Location identification records:
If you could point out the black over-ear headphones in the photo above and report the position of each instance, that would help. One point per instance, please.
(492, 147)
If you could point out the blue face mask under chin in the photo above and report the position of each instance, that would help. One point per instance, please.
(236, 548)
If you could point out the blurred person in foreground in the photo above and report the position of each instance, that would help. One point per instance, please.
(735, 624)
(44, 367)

--- TASK PROMPT ---
Convert all of the records above into a two-column CSV with the header row text,answer, one row for each record. Put each record's text and its answer in a single quoted field, with any line breaks replaced by spaces.

--- TASK RESULT ---
text,answer
"If you could point out the black over-ear headphones in the photo above and report the position of each instance, that would help. One point per instance, please.","(492, 147)"
"If you could point out the blue face mask under chin in the photo above and report the position of each instance, that would help. One point per instance, please.","(236, 548)"
"If you could point out the blurred person in foreground in the photo above and report the position of each instance, that would help. One point per instance, please.","(735, 624) (44, 367)"